D'après l'extrait du document, dans quelle proportion une équipe est-elle déjà construite à l'arrivée d'un entraîneur ?

(EXTRAIT DU DOCUMENT)
•••••
En termes footballistiques, comment construisez-vous vos équipes ? L’évidence, simpliste, c’est qu’un coach arrive au club et se dise : « qui est mon latéral droit, mon latéral gauche, qui est mon milieu de terrain, etc ? »
JML : Dans mon cas, ça ne se passe pas comme ça. Quand vous arrivez dans une équipe, celle-ci est déjà construite à 80% voire plus. Vous devez voir si vous allez beaucoup modifier l’effectif déjà en place. Puis vous devez apprendre des joueurs, et non l’inverse. Tout doit bien fonctionner entre eux. Ma mentalité repose sur l’échange et le rapport humain. Si vous dites « évaluons le latéral droit », je rétorque « mais qui joue à ses côtés ? Qui est face à lui ? Qui est le plus proche de lui ? »
Vous avez dit auparavant que l’attaque et la défense n’existent pas ?
•••••
(DONNÉES FOURNIES)
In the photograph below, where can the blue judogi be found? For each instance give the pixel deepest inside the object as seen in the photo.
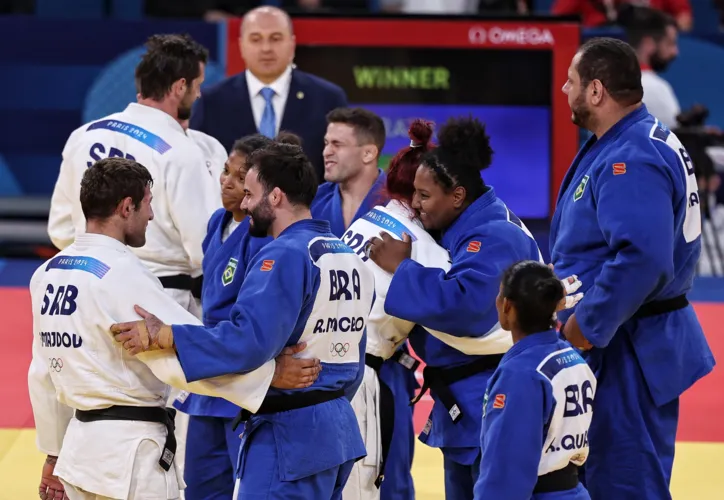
•••••
(RÉSULTAT) À 80 %, voire plus.